_WHAT THE TASK REQUIRES_
Nothing should differ. Repeat every record as written.

_PROVIDED DATA_
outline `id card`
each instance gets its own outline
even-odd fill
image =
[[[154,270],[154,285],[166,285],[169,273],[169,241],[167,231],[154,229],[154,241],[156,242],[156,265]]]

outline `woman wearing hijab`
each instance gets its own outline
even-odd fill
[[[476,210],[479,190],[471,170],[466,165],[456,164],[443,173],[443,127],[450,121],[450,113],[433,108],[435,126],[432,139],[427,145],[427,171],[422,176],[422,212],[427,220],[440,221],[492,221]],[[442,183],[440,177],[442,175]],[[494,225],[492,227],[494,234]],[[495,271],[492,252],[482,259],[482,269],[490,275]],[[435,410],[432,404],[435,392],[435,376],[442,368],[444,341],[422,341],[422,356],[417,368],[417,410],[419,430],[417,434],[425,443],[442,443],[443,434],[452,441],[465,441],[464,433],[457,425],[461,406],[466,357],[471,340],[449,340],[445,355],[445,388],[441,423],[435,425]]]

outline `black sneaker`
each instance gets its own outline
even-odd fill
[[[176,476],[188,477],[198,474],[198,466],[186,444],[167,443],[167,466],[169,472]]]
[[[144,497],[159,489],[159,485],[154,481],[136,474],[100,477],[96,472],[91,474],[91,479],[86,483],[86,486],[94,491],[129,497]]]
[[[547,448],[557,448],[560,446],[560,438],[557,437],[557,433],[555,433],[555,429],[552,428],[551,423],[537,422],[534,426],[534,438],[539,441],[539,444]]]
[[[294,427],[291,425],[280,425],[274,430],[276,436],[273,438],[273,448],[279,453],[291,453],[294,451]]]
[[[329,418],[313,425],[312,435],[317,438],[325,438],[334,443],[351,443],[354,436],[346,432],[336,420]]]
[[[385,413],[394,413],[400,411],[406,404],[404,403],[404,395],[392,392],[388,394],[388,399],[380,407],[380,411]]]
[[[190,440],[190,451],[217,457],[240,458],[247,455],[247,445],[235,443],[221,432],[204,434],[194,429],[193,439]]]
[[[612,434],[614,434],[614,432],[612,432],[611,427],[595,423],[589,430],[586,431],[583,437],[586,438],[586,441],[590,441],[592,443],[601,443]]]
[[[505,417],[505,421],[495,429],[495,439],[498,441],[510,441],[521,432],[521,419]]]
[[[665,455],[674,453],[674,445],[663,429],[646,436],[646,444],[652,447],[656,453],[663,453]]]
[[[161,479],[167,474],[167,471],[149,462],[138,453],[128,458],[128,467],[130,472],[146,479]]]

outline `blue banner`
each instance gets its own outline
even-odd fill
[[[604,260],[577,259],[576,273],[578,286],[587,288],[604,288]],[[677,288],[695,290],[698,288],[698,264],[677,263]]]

_ANSWER SECTION_
outline `id card`
each instance gets its own outline
even-odd fill
image =
[[[154,270],[154,285],[166,285],[169,273],[169,241],[167,231],[154,229],[154,241],[156,242],[156,265]]]

outline `woman wearing hijab`
each instance gets its own outline
even-odd fill
[[[476,210],[479,190],[471,170],[466,165],[456,164],[443,173],[443,127],[450,121],[450,113],[433,108],[435,126],[432,139],[427,145],[427,171],[422,176],[422,212],[427,220],[440,221],[492,221]],[[442,183],[440,177],[442,175]],[[494,225],[492,227],[494,234]],[[495,271],[492,252],[482,259],[482,269],[490,275]],[[435,410],[432,404],[435,392],[435,376],[442,368],[444,341],[422,341],[422,356],[417,368],[417,410],[419,430],[417,434],[425,443],[442,443],[443,434],[452,441],[465,441],[464,433],[457,425],[461,406],[466,357],[471,340],[449,340],[445,355],[445,388],[441,423],[435,425]]]

outline `black sneaker`
each instance gets its own outline
even-odd fill
[[[176,476],[188,477],[198,474],[198,466],[186,444],[167,443],[167,466],[169,472]]]
[[[144,497],[159,489],[159,485],[154,481],[136,474],[100,477],[96,472],[91,474],[91,479],[86,483],[86,486],[94,491],[129,497]]]
[[[547,448],[557,448],[560,446],[560,438],[557,437],[557,433],[555,433],[555,429],[552,428],[551,423],[537,422],[534,426],[534,438],[539,441],[539,444]]]
[[[294,427],[291,425],[280,425],[274,430],[276,436],[273,438],[273,448],[279,453],[291,453],[294,451]]]
[[[329,418],[313,425],[312,435],[317,438],[325,438],[334,443],[351,443],[354,436],[346,432],[336,420]]]
[[[385,413],[394,413],[400,411],[406,404],[404,403],[404,395],[392,392],[388,394],[388,399],[380,407],[380,411]]]
[[[190,440],[190,451],[217,457],[240,458],[247,455],[247,445],[235,443],[221,432],[204,434],[194,429],[193,439]]]
[[[612,434],[614,434],[614,432],[612,432],[611,427],[595,423],[589,430],[586,431],[583,437],[586,438],[586,441],[590,441],[592,443],[601,443]]]
[[[505,417],[505,421],[495,429],[495,439],[498,441],[510,441],[521,432],[521,419]]]
[[[665,455],[674,453],[674,445],[663,429],[646,436],[646,444],[652,447],[656,453],[663,453]]]
[[[161,479],[167,474],[167,471],[149,462],[138,453],[128,458],[128,467],[130,472],[146,479]]]

outline `blue banner`
each instance gets its own outline
even-odd fill
[[[604,260],[577,259],[576,273],[578,286],[587,288],[604,288]],[[677,288],[695,290],[698,288],[698,264],[677,263]]]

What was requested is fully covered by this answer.